>> BEGIN Raw data

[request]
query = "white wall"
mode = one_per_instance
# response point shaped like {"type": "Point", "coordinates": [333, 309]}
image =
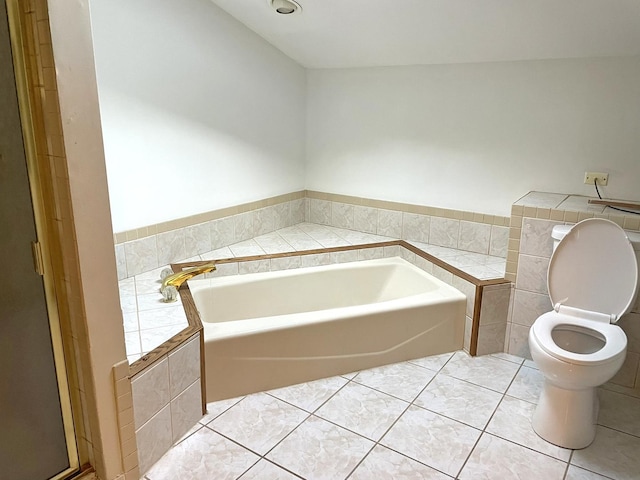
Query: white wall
{"type": "Point", "coordinates": [474, 136]}
{"type": "Point", "coordinates": [198, 112]}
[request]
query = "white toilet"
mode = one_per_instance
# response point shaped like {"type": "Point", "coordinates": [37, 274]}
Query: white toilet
{"type": "Point", "coordinates": [592, 282]}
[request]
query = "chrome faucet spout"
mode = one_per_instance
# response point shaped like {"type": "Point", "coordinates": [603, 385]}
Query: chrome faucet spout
{"type": "Point", "coordinates": [171, 283]}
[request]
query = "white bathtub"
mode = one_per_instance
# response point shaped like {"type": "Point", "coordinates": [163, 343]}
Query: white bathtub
{"type": "Point", "coordinates": [268, 330]}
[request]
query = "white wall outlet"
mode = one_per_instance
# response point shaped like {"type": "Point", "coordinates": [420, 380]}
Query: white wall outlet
{"type": "Point", "coordinates": [591, 177]}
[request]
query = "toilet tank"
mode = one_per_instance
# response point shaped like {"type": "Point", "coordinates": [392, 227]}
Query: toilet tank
{"type": "Point", "coordinates": [559, 232]}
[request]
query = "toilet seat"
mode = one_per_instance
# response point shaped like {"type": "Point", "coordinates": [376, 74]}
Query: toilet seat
{"type": "Point", "coordinates": [615, 341]}
{"type": "Point", "coordinates": [594, 269]}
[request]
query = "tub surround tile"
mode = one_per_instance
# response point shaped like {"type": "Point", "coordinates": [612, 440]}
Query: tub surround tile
{"type": "Point", "coordinates": [363, 410]}
{"type": "Point", "coordinates": [487, 462]}
{"type": "Point", "coordinates": [154, 439]}
{"type": "Point", "coordinates": [612, 454]}
{"type": "Point", "coordinates": [432, 439]}
{"type": "Point", "coordinates": [205, 454]}
{"type": "Point", "coordinates": [487, 371]}
{"type": "Point", "coordinates": [527, 385]}
{"type": "Point", "coordinates": [385, 464]}
{"type": "Point", "coordinates": [259, 422]}
{"type": "Point", "coordinates": [402, 380]}
{"type": "Point", "coordinates": [186, 410]}
{"type": "Point", "coordinates": [265, 470]}
{"type": "Point", "coordinates": [365, 219]}
{"type": "Point", "coordinates": [512, 421]}
{"type": "Point", "coordinates": [310, 396]}
{"type": "Point", "coordinates": [320, 450]}
{"type": "Point", "coordinates": [184, 366]}
{"type": "Point", "coordinates": [459, 400]}
{"type": "Point", "coordinates": [150, 391]}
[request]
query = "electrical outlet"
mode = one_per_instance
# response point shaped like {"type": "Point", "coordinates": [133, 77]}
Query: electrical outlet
{"type": "Point", "coordinates": [591, 177]}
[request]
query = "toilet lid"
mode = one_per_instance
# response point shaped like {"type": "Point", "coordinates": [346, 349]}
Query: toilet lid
{"type": "Point", "coordinates": [594, 268]}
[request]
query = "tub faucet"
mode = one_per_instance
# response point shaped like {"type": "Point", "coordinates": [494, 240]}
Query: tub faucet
{"type": "Point", "coordinates": [171, 282]}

>> END Raw data

● **Exercise instructions**: Quote every record above exactly, leaving out the pictures.

● **Result**:
[request]
query = "white wall"
mode = one_per_instance
# response point shaped like {"type": "Point", "coordinates": [333, 309]}
image =
Query: white wall
{"type": "Point", "coordinates": [474, 136]}
{"type": "Point", "coordinates": [198, 112]}
[request]
query = "white toilet"
mode = one_per_instance
# response point shaped like {"type": "Point", "coordinates": [37, 274]}
Query: white toilet
{"type": "Point", "coordinates": [592, 282]}
[request]
query = "chrome faucet spout"
mode = one_per_instance
# response point shaped like {"type": "Point", "coordinates": [603, 385]}
Query: chrome faucet spout
{"type": "Point", "coordinates": [171, 283]}
[request]
query = "white bathtub"
mode = one_per_instance
# response point shaped like {"type": "Point", "coordinates": [163, 343]}
Query: white bathtub
{"type": "Point", "coordinates": [268, 330]}
[request]
query = "white wall outlet"
mode = one_per_instance
# response point shaped like {"type": "Point", "coordinates": [420, 380]}
Query: white wall outlet
{"type": "Point", "coordinates": [591, 177]}
[request]
query = "toilet tank"
mode = one_per_instance
# response point shaped like {"type": "Point", "coordinates": [392, 227]}
Query: toilet tank
{"type": "Point", "coordinates": [559, 232]}
[request]
query = "toilet seat"
mode = one_per_instance
# response point shaped like {"type": "Point", "coordinates": [376, 74]}
Query: toilet seat
{"type": "Point", "coordinates": [615, 341]}
{"type": "Point", "coordinates": [594, 269]}
[request]
query = "tub surround tile"
mode = one_per_instance
# response point shaped like {"type": "Point", "coordinates": [612, 440]}
Query: tub surround tile
{"type": "Point", "coordinates": [363, 410]}
{"type": "Point", "coordinates": [487, 462]}
{"type": "Point", "coordinates": [154, 439]}
{"type": "Point", "coordinates": [612, 454]}
{"type": "Point", "coordinates": [432, 439]}
{"type": "Point", "coordinates": [205, 454]}
{"type": "Point", "coordinates": [487, 371]}
{"type": "Point", "coordinates": [527, 385]}
{"type": "Point", "coordinates": [385, 464]}
{"type": "Point", "coordinates": [259, 422]}
{"type": "Point", "coordinates": [402, 380]}
{"type": "Point", "coordinates": [186, 410]}
{"type": "Point", "coordinates": [265, 470]}
{"type": "Point", "coordinates": [365, 219]}
{"type": "Point", "coordinates": [512, 421]}
{"type": "Point", "coordinates": [310, 396]}
{"type": "Point", "coordinates": [320, 450]}
{"type": "Point", "coordinates": [184, 366]}
{"type": "Point", "coordinates": [459, 400]}
{"type": "Point", "coordinates": [150, 391]}
[request]
query = "electrical outlet"
mode = one_per_instance
# response point shaped like {"type": "Point", "coordinates": [133, 77]}
Query: electrical outlet
{"type": "Point", "coordinates": [591, 177]}
[request]
query = "toilet lid"
mode = one_per_instance
# response point shaped like {"type": "Point", "coordinates": [346, 349]}
Query: toilet lid
{"type": "Point", "coordinates": [594, 268]}
[request]
query = "tub faucet"
mode = one_per_instance
# response point shaped like {"type": "Point", "coordinates": [494, 240]}
Query: tub faucet
{"type": "Point", "coordinates": [171, 282]}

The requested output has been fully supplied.